Start of Given text

Although Kolumbo, an undersea volcano close off the Greek island of Santorini, has been silent for nearly 400 years, it is not dormant. The steady filling of a previously unknown magma chamber with melt has led researchers to advise real-time volcano monitoring.
70 people were killed when Kolumbo last erupted in 1650, but due to Santorini’s growing tourism industry and population expansion, the effects of a similar eruption today would be much more devastating.
Kolumbo is a member of the group of volcanoes that are extremely explosive and can produce an eruption column that is tens of kilometers high. It is quite dangerous since it might also start a tsunami.
Kajetan Chrapkiewicz from Imperial College London and his colleagues discovered melt accumulating around two kilometers beneath the volcano using a novel imaging technology that is comparable to a medical ultrasound. Although an eruption is not immediately anticipated, their findings—which were published in the journal Geochemistry, Geophysics, Geosystems—indicate that the volcano still offers a significant threat.

End of Given text
Start of Given records

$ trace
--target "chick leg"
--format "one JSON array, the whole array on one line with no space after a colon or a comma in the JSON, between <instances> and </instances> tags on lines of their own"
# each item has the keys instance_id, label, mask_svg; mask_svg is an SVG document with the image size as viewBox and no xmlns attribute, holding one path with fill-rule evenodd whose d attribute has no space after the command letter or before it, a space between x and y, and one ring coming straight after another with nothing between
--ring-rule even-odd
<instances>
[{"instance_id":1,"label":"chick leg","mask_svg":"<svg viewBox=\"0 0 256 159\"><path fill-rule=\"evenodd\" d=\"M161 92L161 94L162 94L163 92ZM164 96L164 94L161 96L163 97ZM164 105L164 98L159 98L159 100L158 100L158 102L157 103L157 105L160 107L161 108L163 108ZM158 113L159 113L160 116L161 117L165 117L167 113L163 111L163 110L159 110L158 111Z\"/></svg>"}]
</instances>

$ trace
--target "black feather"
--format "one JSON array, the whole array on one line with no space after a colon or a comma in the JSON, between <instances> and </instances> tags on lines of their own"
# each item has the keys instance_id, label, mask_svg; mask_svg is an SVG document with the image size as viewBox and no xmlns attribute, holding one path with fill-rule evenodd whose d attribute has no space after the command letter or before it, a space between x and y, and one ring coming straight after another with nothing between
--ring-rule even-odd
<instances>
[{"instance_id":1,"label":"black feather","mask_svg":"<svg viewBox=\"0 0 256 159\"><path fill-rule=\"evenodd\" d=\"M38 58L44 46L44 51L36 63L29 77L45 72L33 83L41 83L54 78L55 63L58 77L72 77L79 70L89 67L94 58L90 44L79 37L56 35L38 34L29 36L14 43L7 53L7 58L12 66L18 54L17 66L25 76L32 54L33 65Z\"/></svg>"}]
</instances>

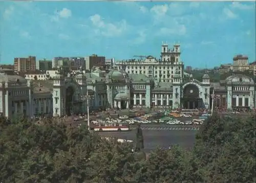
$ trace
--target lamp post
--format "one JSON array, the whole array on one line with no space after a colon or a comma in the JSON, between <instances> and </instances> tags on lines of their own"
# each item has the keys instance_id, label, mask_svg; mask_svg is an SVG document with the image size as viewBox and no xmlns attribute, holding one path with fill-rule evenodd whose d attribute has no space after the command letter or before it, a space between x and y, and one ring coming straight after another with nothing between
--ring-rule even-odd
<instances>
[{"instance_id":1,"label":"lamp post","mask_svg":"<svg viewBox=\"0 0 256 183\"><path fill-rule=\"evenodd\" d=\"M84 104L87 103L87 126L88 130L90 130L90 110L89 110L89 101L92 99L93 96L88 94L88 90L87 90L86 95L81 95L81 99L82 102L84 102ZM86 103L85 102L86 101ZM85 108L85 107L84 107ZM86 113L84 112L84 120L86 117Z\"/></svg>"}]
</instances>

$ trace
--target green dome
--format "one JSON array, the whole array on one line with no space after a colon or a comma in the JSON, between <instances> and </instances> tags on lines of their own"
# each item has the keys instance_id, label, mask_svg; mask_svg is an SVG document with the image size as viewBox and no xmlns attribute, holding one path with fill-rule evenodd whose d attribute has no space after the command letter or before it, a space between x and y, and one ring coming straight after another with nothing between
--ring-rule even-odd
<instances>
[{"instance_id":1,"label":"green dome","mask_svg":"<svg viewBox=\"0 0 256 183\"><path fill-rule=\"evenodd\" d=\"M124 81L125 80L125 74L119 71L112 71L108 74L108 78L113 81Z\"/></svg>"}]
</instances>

End of Given records

Exercise –
Copy the Kolumbo volcano text above in full, word for word.

Answer for the task –
Although Kolumbo, an undersea volcano close off the Greek island of Santorini, has been silent for nearly 400 years, it is not dormant. The steady filling of a previously unknown magma chamber with melt has led researchers to advise real-time volcano monitoring.
70 people were killed when Kolumbo last erupted in 1650, but due to Santorini’s growing tourism industry and population expansion, the effects of a similar eruption today would be much more devastating.
Kolumbo is a member of the group of volcanoes that are extremely explosive and can produce an eruption column that is tens of kilometers high. It is quite dangerous since it might also start a tsunami.
Kajetan Chrapkiewicz from Imperial College London and his colleagues discovered melt accumulating around two kilometers beneath the volcano using a novel imaging technology that is comparable to a medical ultrasound. Although an eruption is not immediately anticipated, their findings—which were published in the journal Geochemistry, Geophysics, Geosystems—indicate that the volcano still offers a significant threat.